Transcribe all of the records word for word, but omit the pictures.
[Begin Records for this task]
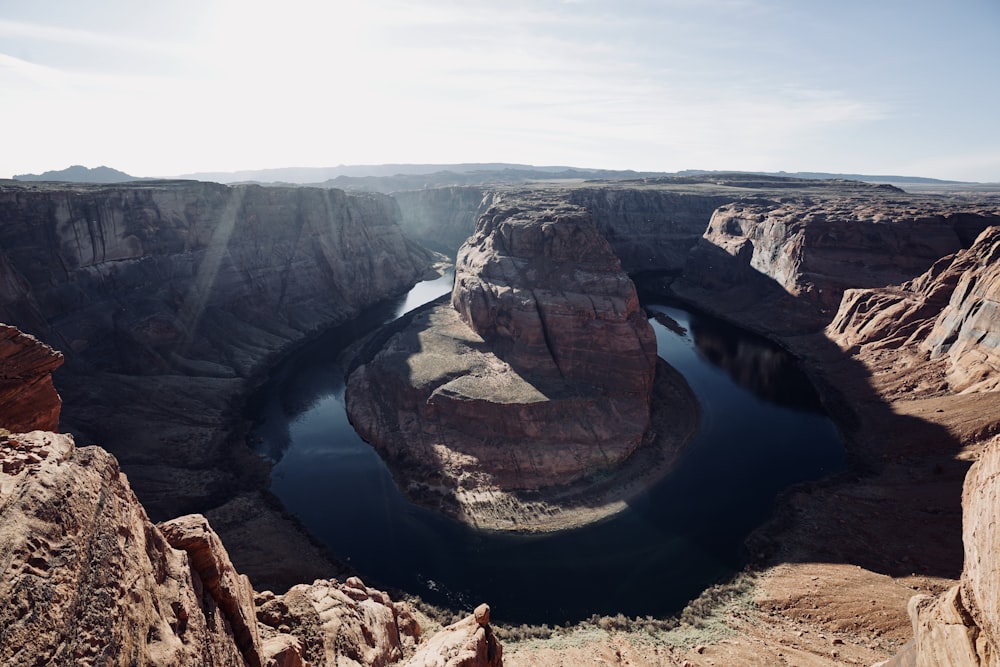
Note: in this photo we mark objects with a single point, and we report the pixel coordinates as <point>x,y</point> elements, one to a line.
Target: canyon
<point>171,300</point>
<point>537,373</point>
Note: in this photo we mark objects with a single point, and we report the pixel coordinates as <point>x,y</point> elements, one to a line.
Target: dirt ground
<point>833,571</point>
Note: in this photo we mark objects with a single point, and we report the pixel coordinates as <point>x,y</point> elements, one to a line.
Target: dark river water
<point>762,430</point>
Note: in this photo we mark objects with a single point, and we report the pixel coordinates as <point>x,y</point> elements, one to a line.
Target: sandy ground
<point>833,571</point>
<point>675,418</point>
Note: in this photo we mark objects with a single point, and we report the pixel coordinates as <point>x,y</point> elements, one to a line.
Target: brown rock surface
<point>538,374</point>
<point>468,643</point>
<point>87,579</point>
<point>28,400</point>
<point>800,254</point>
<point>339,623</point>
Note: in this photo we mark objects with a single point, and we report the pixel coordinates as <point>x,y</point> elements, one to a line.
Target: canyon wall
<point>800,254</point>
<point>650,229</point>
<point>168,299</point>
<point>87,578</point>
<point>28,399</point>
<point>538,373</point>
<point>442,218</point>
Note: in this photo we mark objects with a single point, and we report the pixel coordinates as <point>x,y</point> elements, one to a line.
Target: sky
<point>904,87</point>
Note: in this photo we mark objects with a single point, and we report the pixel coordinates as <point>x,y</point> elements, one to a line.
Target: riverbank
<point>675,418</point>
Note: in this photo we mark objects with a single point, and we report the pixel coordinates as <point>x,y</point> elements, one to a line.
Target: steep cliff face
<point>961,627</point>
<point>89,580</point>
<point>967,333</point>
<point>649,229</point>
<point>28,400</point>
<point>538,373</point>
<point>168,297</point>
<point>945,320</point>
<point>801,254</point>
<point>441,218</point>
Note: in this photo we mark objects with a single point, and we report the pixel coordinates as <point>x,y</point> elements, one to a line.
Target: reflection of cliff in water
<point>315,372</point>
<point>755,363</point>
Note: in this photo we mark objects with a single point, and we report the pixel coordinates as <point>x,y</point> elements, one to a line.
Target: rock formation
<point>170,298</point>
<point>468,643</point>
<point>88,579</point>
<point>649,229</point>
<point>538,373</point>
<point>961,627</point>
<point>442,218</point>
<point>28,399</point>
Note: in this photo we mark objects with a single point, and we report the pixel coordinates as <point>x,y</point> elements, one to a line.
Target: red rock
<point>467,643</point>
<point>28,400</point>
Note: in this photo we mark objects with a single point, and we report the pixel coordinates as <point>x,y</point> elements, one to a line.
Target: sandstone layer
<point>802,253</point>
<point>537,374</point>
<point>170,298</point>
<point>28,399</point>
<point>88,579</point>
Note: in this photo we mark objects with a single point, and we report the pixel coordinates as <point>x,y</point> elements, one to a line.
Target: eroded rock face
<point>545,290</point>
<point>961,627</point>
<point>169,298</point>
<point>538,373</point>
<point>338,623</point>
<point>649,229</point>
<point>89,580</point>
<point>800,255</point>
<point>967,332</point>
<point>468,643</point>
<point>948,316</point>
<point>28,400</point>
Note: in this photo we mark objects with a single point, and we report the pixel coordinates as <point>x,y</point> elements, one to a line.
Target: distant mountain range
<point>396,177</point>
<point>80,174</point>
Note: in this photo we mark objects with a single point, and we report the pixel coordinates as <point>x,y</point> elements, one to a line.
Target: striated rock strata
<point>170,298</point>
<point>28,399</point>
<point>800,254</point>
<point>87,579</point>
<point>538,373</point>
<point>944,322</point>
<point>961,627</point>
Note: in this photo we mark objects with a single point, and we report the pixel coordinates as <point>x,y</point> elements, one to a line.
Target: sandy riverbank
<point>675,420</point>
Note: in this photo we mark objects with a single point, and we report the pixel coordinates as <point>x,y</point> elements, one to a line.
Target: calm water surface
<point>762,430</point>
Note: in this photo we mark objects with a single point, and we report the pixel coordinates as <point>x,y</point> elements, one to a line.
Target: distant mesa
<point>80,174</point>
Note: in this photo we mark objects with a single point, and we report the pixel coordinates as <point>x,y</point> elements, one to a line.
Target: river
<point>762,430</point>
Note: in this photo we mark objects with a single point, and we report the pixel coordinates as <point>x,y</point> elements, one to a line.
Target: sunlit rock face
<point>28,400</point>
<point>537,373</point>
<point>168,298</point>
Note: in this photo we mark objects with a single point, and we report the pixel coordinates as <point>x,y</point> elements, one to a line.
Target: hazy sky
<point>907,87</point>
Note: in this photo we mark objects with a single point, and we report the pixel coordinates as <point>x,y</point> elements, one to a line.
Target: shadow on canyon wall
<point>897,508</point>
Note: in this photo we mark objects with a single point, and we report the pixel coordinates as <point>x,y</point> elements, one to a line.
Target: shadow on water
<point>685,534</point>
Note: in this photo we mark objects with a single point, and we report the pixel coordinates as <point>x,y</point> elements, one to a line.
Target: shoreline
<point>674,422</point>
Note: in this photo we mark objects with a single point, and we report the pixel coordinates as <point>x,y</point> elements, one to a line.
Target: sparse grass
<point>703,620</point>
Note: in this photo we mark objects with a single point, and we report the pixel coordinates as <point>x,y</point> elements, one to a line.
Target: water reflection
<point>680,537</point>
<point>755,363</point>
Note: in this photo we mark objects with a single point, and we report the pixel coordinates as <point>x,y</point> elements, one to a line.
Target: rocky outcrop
[End Records for this task]
Task output:
Note: in this photo we mark objects with a single point, and we report the pixel coordinates as <point>x,y</point> elements, one to a line.
Target: canyon
<point>171,300</point>
<point>537,373</point>
Note: in this photo we mark objects with a single point, and we report the pixel coordinates as <point>x,y</point> elements, one to a line.
Target: dirt ground
<point>833,571</point>
Note: in this photo we mark objects with a single point, and we report the pixel coordinates as <point>x,y</point> elements, one to a line.
Target: dark river water
<point>762,430</point>
Note: in this photo we mark objects with a single point, and we report the pixel coordinates as <point>x,y</point> elements, one to a line.
Target: sandy ground
<point>833,571</point>
<point>675,418</point>
Note: in this photo we mark objects with a single point, and we report the pixel coordinates as <point>x,y</point> elements, one to a line.
Target: brown rock surface
<point>538,374</point>
<point>468,643</point>
<point>87,579</point>
<point>28,400</point>
<point>800,254</point>
<point>339,623</point>
Note: in this photo we mark objects with a single point, and we report the pixel coordinates as <point>x,y</point> elements, one to a line.
Target: canyon wall
<point>800,254</point>
<point>650,229</point>
<point>168,299</point>
<point>87,578</point>
<point>28,399</point>
<point>538,373</point>
<point>442,218</point>
Note: in this photo we mark objects with a single point, and we report the pixel coordinates as <point>x,y</point> elements, one to a line.
Target: sky
<point>904,87</point>
Note: in this photo we mark objects with a single point, and we report the pixel coordinates as <point>x,y</point> elements, one to a line.
Target: riverbank
<point>675,418</point>
Note: in this photo we mark objects with a single point, and we report the pixel coordinates as <point>x,y</point> elements, one to a line.
Target: steep cliff face
<point>961,627</point>
<point>89,580</point>
<point>967,333</point>
<point>649,229</point>
<point>28,400</point>
<point>538,373</point>
<point>168,297</point>
<point>945,320</point>
<point>801,254</point>
<point>441,218</point>
Note: in this photo we mark objects with a single point, and we report the pixel coordinates as <point>x,y</point> elements, one to a line.
Target: reflection of cliff in water
<point>315,372</point>
<point>755,363</point>
Note: in this photo we mark objects with a single point, and we report the pixel coordinates as <point>x,y</point> elements, one to a line.
Target: rock formation
<point>170,298</point>
<point>468,643</point>
<point>88,579</point>
<point>649,229</point>
<point>538,373</point>
<point>961,627</point>
<point>442,218</point>
<point>28,399</point>
Note: in this photo we mark objects with a single point, and we report the pixel coordinates as <point>x,y</point> elements, one to a line.
Target: red rock
<point>467,643</point>
<point>28,400</point>
Note: in this photo we mark objects with a single point, and we report the pixel coordinates as <point>x,y</point> elements, one to a line.
Target: sandstone layer
<point>802,253</point>
<point>537,374</point>
<point>170,298</point>
<point>28,399</point>
<point>88,579</point>
Note: in this photo we mark objects with a single point, and we report the pixel coordinates as <point>x,y</point> elements, one to a line.
Target: eroded rock face
<point>545,290</point>
<point>961,627</point>
<point>169,298</point>
<point>538,373</point>
<point>338,623</point>
<point>649,229</point>
<point>89,580</point>
<point>800,255</point>
<point>967,332</point>
<point>468,643</point>
<point>948,316</point>
<point>28,400</point>
Note: in this photo we mark objects with a single point, and we report the pixel coordinates as <point>x,y</point> elements, one to a line.
Target: distant mountain range
<point>396,177</point>
<point>80,174</point>
Note: in this photo we mark objects with a single point, and we report the pixel coordinates as <point>x,y</point> elements, one to a line.
Target: striated rock strata
<point>170,298</point>
<point>28,399</point>
<point>800,254</point>
<point>87,579</point>
<point>538,373</point>
<point>944,322</point>
<point>961,627</point>
Note: in this photo we mark objects with a single point, and we report the pixel coordinates as <point>x,y</point> elements, one to a line.
Target: sandy riverbank
<point>675,420</point>
Note: in this photo we mark objects with a single point, and we report the pixel coordinates as <point>x,y</point> elements, one to a line.
Target: calm water surface
<point>762,430</point>
Note: in this photo we mark objects with a single point, and we report the pixel coordinates as <point>x,y</point> elements, one to a line.
Target: distant mesa
<point>80,174</point>
Note: in this photo we mark objects with a single point, and we report the pixel coordinates as <point>x,y</point> elements, one to a line.
Target: river
<point>762,430</point>
Note: in this photo we mark objects with a single point, and we report the pixel coordinates as <point>x,y</point> elements, one to a line.
Target: sunlit rock face
<point>28,400</point>
<point>537,373</point>
<point>168,298</point>
Note: in this photo we mark objects with a single point, and we report the pixel coordinates as <point>x,y</point> elements, one to a line.
Target: hazy sky
<point>907,87</point>
Note: in this photo we mark objects with a single point, and we report the pixel coordinates as <point>x,y</point> elements, one to a line.
Target: shadow on canyon wall
<point>897,508</point>
Note: in this photo we mark objects with a single point, and we report the pixel coordinates as <point>x,y</point> elements, one to a line.
Target: shadow on water
<point>685,534</point>
Note: in this photo we mark objects with a single point, and we report the pixel coordinates as <point>x,y</point> elements, one to a line.
Target: shoreline
<point>674,422</point>
Note: in this photo we mark objects with a single point, and we report the pixel coordinates as <point>x,y</point> elements, one to a line.
Target: sparse grass
<point>703,620</point>
Note: in this photo we mark objects with a single point, and we report the pixel coordinates as <point>x,y</point> elements, one to a line.
Target: water reflection
<point>680,537</point>
<point>755,363</point>
Note: in this photo we mark objects with a single point, and we report the pixel coordinates as <point>x,y</point> elements, one to a line.
Target: rocky outcrop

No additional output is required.